Description of the task:
Your task is to repeat the entries underneath exactly, minus the pictures.

============

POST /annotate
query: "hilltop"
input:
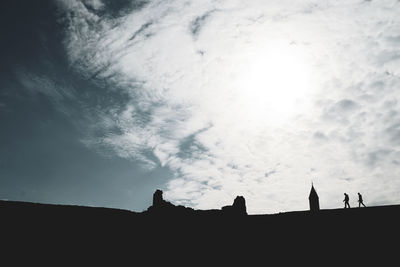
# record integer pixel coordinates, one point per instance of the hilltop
(176, 233)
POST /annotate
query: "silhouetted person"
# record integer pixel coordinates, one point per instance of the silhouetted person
(346, 201)
(360, 201)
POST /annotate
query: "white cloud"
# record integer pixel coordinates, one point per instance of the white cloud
(225, 92)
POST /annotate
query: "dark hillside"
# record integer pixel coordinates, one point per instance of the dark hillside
(43, 231)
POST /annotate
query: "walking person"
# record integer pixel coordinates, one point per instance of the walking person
(360, 201)
(346, 201)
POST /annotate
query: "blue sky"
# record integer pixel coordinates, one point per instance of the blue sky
(102, 102)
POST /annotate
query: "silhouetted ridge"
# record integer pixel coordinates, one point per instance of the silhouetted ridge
(161, 206)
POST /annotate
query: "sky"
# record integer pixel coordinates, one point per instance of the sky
(102, 102)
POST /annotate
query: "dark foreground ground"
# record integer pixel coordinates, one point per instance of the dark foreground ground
(75, 235)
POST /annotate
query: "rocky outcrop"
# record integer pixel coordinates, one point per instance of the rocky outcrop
(238, 207)
(161, 206)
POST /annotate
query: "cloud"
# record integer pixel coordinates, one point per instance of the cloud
(224, 118)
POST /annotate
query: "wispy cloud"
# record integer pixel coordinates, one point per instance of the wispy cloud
(212, 117)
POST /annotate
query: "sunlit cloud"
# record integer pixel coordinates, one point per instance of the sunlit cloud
(253, 98)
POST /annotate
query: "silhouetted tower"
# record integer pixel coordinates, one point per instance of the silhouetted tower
(313, 199)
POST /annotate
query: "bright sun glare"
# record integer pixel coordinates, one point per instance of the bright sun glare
(273, 83)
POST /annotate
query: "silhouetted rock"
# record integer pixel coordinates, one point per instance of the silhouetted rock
(160, 206)
(313, 200)
(238, 207)
(158, 200)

============

Response to the task:
POST /annotate
query: "hilltop"
input:
# record integer pixel coordinates, one point per instance of the hilltop
(176, 233)
POST /annotate
query: "silhouetted person"
# record integer pixel coordinates, one point per instance of the silhouetted person
(346, 201)
(360, 201)
POST /annotate
query: "white cloud"
# record integer pixel coordinates, one point per instance of the white cloud
(225, 92)
POST /annotate
query: "dark hillside"
# record integer pixel coordinates, one point per instance of the dark hillside
(43, 231)
POST /annotate
query: "walking person"
# record integer pixel coordinates, one point per instance of the walking person
(360, 201)
(346, 201)
POST /annotate
query: "blue sky"
# record integer pixel coordinates, one point per instance of the blue sky
(102, 102)
POST /annotate
query: "silhouetted ridge"
# record integer pixel coordinates, one point per instance of the silhouetted ridge
(161, 206)
POST /annotate
query: "sky"
# record integer pixel coordinates, one point per instance of the sky
(102, 102)
POST /annotate
query: "dark foreground ground"
# record integer pixel coordinates, one point per instance of the dark foreground ground
(75, 235)
POST /annotate
query: "rocky outcrop"
# record integer pixel coordinates, one point per instance of the rocky outcrop
(238, 207)
(161, 206)
POST /annotate
query: "cloud"
# record integer pixel coordinates, one point per instance of the cloud
(224, 118)
POST /annotate
query: "wispy cloud"
# record integer pixel coordinates, one point per instance of the wispy cloud
(212, 117)
POST /annotate
query: "sunlit cloud"
# record integer pixel coordinates, one point per instance of the sunlit cloud
(253, 98)
POST /annotate
query: "silhouetted tower"
# record integer pixel coordinates, one point per instance of the silhouetted tower
(313, 199)
POST /annotate
query: "bright sun glare"
# record integer pixel coordinates, one point per instance of the bright sun glare
(273, 83)
POST /annotate
query: "silhouetted rock"
# record integer pixel coordinates, one point per instance of the silhouetted rock
(160, 206)
(313, 200)
(238, 207)
(158, 200)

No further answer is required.